Using the Hadoop File Input step on the Spark engine

Last updated
Save as PDF

You can set up the Hadoop File Input step to run on the Spark engine. Spark processes null values differently than the Pentaho engine, so you may need to adjust your transformation to process null values following Spark's processing rules.

General

Enter the following information in the transformation step name field.

Step Name: Specifies the unique name of the transformation step on the canvas. The Step Name is set to Hadoop File Input by default.

Options

The Hadoop File Input step features several tabs with fields for setting environments and defining results. Each tab is described below.

File tab

In the File tab, you can specify options for the environment and other details for the file you want to input.

Option	Description
Environment	Select the Hadoop cluster where your file resides. See Connect to a Hadoop cluster with the PDI client for instructions on establishing a connection.
File/Folder	Specify the location and/or name of the text file to read. Click the Ellipsis (…) button to navigate to the source file or folder in the VFS browser.The Spark engine assumes HDFS.

**Instructions to follow**
Reproduce the Hadoop File Input step documentation above in full, word for word.

**Listing**
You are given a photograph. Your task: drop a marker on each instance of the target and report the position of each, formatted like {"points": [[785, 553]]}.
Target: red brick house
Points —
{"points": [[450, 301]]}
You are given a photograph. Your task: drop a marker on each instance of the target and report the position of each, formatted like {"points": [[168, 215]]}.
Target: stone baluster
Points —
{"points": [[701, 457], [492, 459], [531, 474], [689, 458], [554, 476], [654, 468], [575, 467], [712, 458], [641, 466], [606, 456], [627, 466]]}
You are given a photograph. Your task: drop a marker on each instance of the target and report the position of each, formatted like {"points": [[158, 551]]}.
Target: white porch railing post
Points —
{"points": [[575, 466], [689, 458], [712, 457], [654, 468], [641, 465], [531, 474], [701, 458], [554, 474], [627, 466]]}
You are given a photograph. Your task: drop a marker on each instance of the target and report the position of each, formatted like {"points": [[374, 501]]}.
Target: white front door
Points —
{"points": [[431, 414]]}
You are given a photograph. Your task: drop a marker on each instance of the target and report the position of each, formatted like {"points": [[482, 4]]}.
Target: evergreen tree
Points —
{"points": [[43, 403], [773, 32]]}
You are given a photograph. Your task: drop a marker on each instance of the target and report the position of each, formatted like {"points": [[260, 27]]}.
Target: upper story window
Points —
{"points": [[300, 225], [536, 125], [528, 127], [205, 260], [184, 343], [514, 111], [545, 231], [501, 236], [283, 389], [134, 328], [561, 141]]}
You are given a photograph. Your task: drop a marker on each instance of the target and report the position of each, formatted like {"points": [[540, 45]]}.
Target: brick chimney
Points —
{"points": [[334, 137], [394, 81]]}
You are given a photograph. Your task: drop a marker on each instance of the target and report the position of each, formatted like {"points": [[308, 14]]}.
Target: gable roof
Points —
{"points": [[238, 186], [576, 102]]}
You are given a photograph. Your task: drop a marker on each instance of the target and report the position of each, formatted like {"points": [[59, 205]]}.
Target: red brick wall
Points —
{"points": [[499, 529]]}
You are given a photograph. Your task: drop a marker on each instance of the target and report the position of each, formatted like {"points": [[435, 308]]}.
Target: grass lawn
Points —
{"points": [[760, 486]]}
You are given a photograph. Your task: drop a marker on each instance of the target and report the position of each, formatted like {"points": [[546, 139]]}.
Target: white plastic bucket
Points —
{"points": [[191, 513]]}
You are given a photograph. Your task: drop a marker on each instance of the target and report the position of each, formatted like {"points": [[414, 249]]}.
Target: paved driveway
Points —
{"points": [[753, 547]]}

**Written response**
Using the Hadoop File Input step on the Spark engine

Last updated
Save as PDF

You can set up the Hadoop File Input step to run on the Spark engine. Spark processes null values differently than the Pentaho engine, so you may need to adjust your transformation to process null values following Spark's processing rules.

General

Enter the following information in the transformation step name field.

Step Name: Specifies the unique name of the transformation step on the canvas. The Step Name is set to Hadoop File Input by default.

Options

The Hadoop File Input step features several tabs with fields for setting environments and defining results. Each tab is described below.

File tab

In the File tab, you can specify options for the environment and other details for the file you want to input.

Option	Description
Environment	Select the Hadoop cluster where your file resides. See Connect to a Hadoop cluster with the PDI client for instructions on establishing a connection.
File/Folder	Specify the location and/or name of the text file to read. Click the Ellipsis (…) button to navigate to the source file or folder in the VFS browser.The Spark engine assumes HDFS.